To clarify before I begin, this is NOT homework but rather I am studying for my exam. I have given solutions for the questions below. I would like some constructive feedback.

Thanks for the feedback for whoever left it in my last question. Below I have given in detail solutions to why i think the answer is so.

Find running time in terms of O(n) notation.

int y=0;
for(int j=1; j*j<=n; j++)// runs from 1->j=sqrt(n) times
    y++; //constant - c

Therefore, run time is c x n^1/2 = O(n^1/2)

Q2.

int b=0;
for(int i=n; i>0; i--) //runs from n->1
    for(int j=0; j<i; j++) // runs from 0 to i
        b=b+5; //constant

for each value of j (1,2...,n) inner loop runs i times constant = ci.
– nc+(n-1)+...+2c+1c = c(n+..+2+1) = cn(n+1)/2 = O(n^2) run time.

Q3.

int y=1;
int j=0;
for(j=1; j<=2n; j=j+2) //runs 2n times, increments by 2
    y=y+i; //constant c

int s=0;
for(i=1; i<=j; i++) // not a nested for loop, therefore runs n times
    s++;  

running time: O(n)

Q4.

int x=0; //constant
for(int i=1; i<=n; i=i*3) //runs log_3 (n) times
{ 
    if(i%2 != 0) // for values above will always be 1

    for(int j=0; j<i; j++) // runs from 0 to log_3(n)
        x++;
}

so we have clog_3(n)xclog_3(n) = O(log_3(n))^2
———
### Tasks for this exercise:
**a.** Please reproduce a passage of the running-time post word for word, beginning at the words "int x=0; //constant" and stopping after "0 to log_3(n)".
**b.** Render the records from the line that has "of the small" through the line that has "[[230, 134], [215, 121], [119, 172]]" as a Markdown table with columns Row and Line, leaving out any blank lines.

### Data provided:
———
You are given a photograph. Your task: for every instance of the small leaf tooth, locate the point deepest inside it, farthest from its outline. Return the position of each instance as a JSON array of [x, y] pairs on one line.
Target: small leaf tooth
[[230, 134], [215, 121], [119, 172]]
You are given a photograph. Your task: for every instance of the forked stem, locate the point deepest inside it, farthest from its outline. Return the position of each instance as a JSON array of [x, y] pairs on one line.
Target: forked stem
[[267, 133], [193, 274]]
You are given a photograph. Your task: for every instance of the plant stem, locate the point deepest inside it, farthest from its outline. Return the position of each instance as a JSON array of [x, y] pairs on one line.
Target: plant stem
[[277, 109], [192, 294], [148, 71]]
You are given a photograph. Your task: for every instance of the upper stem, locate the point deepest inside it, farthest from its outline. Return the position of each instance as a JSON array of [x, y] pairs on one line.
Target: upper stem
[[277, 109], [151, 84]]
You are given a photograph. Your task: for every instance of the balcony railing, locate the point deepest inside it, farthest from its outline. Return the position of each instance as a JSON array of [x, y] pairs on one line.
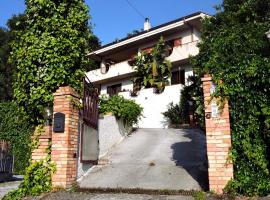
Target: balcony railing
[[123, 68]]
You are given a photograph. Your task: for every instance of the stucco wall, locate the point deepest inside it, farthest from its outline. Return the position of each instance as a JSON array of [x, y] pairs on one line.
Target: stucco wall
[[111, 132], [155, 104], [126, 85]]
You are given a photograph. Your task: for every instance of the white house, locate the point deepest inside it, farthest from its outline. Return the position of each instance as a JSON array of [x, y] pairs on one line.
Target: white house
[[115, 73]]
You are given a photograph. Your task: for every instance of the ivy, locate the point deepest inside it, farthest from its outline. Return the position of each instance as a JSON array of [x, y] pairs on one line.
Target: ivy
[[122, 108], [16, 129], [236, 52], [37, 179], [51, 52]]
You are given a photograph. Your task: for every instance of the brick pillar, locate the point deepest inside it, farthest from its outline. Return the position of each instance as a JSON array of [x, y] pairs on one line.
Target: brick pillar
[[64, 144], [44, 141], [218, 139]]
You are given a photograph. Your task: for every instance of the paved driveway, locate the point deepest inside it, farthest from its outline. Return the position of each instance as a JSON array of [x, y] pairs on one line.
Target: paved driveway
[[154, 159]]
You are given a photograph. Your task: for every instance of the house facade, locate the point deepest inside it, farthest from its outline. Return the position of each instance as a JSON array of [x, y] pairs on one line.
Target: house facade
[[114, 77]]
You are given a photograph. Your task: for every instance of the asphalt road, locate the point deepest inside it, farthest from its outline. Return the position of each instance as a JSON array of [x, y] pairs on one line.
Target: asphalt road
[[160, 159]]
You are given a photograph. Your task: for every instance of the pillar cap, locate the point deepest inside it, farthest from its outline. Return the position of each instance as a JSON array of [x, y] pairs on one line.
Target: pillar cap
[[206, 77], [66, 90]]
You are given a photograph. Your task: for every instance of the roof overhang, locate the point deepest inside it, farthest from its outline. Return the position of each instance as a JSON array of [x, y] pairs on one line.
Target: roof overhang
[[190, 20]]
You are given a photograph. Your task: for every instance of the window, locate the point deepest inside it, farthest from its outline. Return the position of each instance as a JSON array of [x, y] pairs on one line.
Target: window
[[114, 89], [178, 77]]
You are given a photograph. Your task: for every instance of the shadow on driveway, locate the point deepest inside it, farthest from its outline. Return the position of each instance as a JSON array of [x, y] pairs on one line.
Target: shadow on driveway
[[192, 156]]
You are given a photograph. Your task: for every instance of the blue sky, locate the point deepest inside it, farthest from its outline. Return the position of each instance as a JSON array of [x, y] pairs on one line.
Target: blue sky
———
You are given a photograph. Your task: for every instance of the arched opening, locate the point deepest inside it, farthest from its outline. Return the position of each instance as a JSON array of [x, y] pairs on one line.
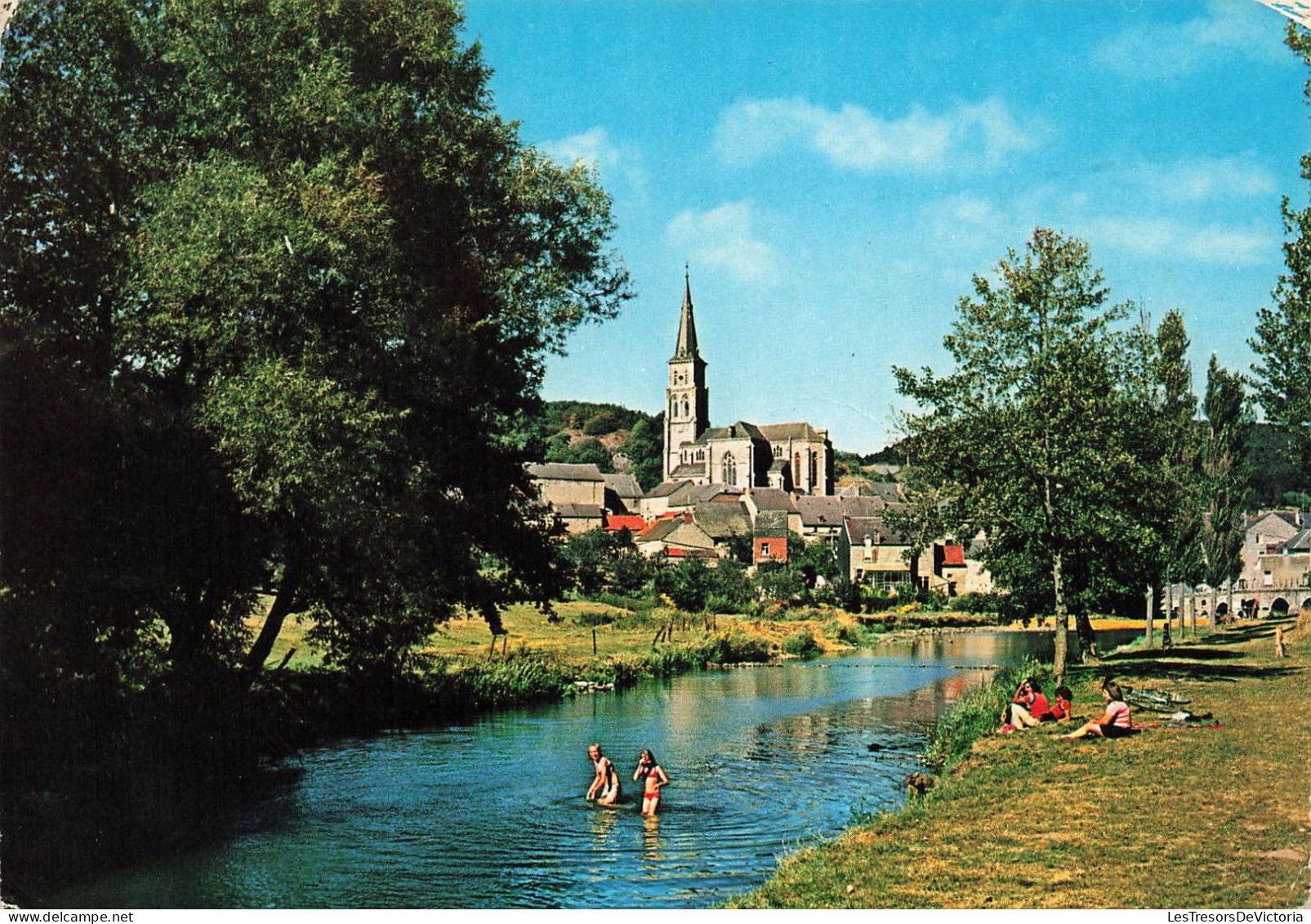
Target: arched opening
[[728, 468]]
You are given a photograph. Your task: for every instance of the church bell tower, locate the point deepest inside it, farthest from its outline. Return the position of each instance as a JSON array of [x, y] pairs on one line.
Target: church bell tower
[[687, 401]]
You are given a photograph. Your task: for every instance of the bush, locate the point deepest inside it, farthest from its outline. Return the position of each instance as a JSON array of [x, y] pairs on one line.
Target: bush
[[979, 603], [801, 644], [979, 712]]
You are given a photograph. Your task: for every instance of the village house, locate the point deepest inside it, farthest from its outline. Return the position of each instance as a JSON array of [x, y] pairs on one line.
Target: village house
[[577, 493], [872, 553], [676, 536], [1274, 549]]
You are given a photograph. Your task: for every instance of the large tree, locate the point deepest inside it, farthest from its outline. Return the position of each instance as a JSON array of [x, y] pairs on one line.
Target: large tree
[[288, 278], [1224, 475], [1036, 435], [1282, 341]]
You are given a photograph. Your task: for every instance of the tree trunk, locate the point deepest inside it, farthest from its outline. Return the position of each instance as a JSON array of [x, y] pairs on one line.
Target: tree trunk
———
### Response list:
**a.**
int x=0; //constant
for(int i=1; i<=n; i=i*3) //runs log_3 (n) times
{ 
    if(i%2 != 0) // for values above will always be 1

    for(int j=0; j<i; j++) // runs from 0 to log_3(n)

**b.**
| Row | Line |
|---|---|
| 1 | You are given a photograph. Your task: for every instance of the small leaf tooth, locate the point deepest inside it, farthest from its outline. Return the position of each instance as a JSON array of [x, y] pairs on one line. |
| 2 | Target: small leaf tooth |
| 3 | [[230, 134], [215, 121], [119, 172]] |